#### SOURCE EXTRACT
You've got really mixed whitespace as tabs and spaces

#Comment by BotInc (talk | contribs)   10:59, 2 August 2011

ups, should I commit a whitespace fix or what would be the right way to do this?

#Comment by Reedy (talk | contribs)   10:59, 2 August 2011

Yeah, a whitespace fix commit is fine

#Comment by BotInc (talk | contribs)   11:02, 2 August 2011

whitespace commit in Special:Code/MediaWiki/93725

#Comment by P858snake (talk | contribs)   11:04, 2 August 2011

In future when you want to link revisions, in the commit summaries you can just include "rXXXXX" and code-review will do it automagically.

#Comment by Platonides (talk | contribs)   22:25, 4 August 2011

Non deprecated function execute calls deprecated function WebRequest::getFileSize in line 127

#Comment by BotInc (talk | contribs)   12:25, 14 August 2011

fixed in r93960

#Comment by MarkAHershberger (talk | contribs)   17:42, 16 October 2011

I do not recall reviewing this code. So re-marking to new.

#Comment by Tim Starling (talk | contribs)   18:29, 16 October 2011

I can't see any synchronisation here. NFS doesn't have locking or atomic append operations, so what's to stop chunks from becoming interleaved or overwriting each other?

Also, filesize() on a file on NFS could potentially hit the stat cache in the NFS client, giving a delay of up to 2 seconds in file size updates. Say if you upload 3 chunks, and they are handled by 2 servers:

  1. Server A
  2. Server B
  3. Server A

if this occurs in less than the stat cache expiry time, the third chunk will get a file size that doesn't include the second chunk.

It probably makes sense to use the database for synchronisation instead of relying on FileRepo.

#### SET EXERCISE 1
In the code review comments, how long a delay in file size updates could the NFS client's stat cache cause?

#### TASK INPUTS

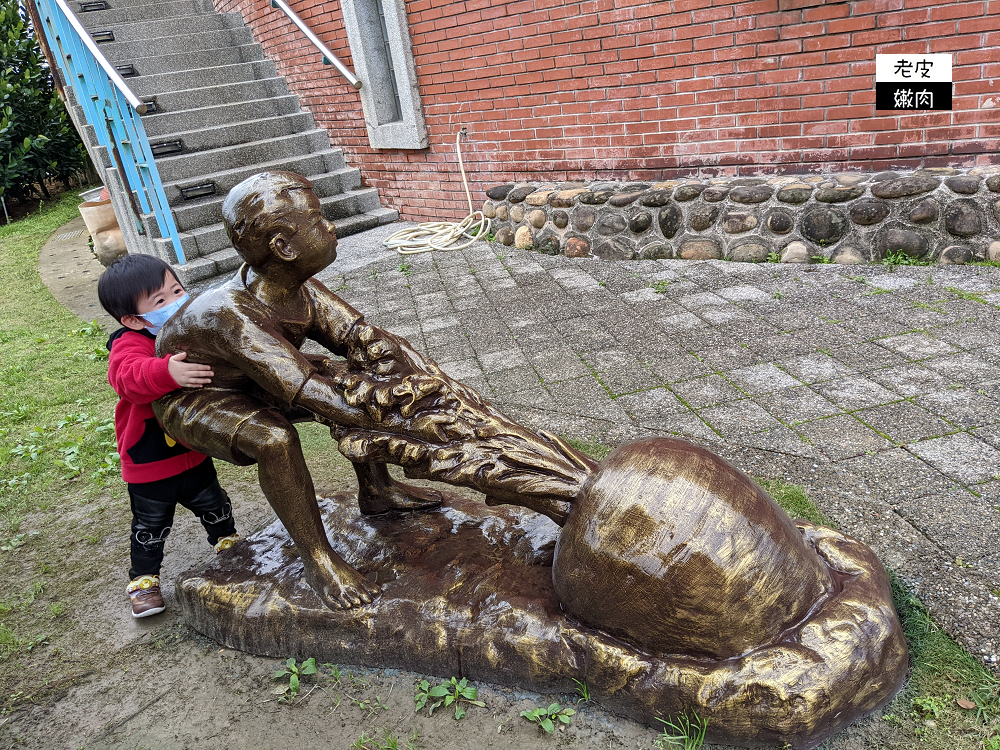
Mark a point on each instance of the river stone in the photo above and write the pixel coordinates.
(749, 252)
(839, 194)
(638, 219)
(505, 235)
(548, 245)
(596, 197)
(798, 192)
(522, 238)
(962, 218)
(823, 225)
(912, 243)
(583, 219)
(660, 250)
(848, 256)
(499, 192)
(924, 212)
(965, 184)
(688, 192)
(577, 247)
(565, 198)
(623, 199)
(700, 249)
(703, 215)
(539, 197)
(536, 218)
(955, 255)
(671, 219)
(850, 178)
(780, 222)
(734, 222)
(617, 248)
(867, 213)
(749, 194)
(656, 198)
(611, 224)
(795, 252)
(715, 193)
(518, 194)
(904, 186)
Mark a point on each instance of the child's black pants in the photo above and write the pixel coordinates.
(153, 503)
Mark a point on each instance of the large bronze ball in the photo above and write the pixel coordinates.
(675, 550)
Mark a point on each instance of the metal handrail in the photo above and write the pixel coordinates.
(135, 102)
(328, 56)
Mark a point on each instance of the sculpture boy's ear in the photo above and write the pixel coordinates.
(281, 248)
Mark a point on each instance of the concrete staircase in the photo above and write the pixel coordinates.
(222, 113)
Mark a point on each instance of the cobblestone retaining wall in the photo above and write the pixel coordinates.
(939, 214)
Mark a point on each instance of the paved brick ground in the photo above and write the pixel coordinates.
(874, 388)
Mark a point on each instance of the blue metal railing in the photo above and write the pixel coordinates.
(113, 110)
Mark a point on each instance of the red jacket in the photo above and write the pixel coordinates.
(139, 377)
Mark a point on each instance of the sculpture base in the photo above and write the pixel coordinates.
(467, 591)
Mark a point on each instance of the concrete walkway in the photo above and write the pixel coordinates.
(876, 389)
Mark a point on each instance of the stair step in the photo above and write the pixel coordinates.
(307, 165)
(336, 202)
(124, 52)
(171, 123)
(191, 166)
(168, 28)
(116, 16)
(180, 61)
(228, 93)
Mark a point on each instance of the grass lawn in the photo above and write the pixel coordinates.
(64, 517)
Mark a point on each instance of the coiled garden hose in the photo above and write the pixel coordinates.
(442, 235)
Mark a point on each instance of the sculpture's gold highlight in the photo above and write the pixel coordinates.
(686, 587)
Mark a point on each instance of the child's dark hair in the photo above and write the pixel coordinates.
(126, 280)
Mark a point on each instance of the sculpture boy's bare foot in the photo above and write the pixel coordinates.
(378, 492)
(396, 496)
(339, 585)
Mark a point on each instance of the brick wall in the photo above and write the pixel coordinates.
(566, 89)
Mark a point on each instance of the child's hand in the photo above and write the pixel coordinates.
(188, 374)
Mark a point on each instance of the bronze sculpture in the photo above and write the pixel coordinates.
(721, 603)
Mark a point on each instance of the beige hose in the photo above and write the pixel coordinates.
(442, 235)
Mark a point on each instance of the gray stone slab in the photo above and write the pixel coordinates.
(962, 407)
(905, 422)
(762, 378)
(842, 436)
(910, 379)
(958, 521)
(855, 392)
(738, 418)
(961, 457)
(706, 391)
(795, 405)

#### SET EXERCISE 2
Rewrite the stretch of records from the line containing "Mark a point on each instance of the beige" through the end of the records, replacing "gray stone slab" with "gray paving stone" and keeping everything else the same.

#### WORKED SOLUTION 1
Up to 2 seconds.

#### WORKED SOLUTION 2
Mark a point on each instance of the beige hose in the photo above and write the pixel coordinates.
(442, 235)
Mark a point on each instance of the gray paving stone in the photo above and write the pixel coordinates.
(962, 407)
(905, 422)
(762, 378)
(842, 436)
(910, 379)
(958, 521)
(855, 392)
(738, 418)
(961, 457)
(706, 391)
(795, 405)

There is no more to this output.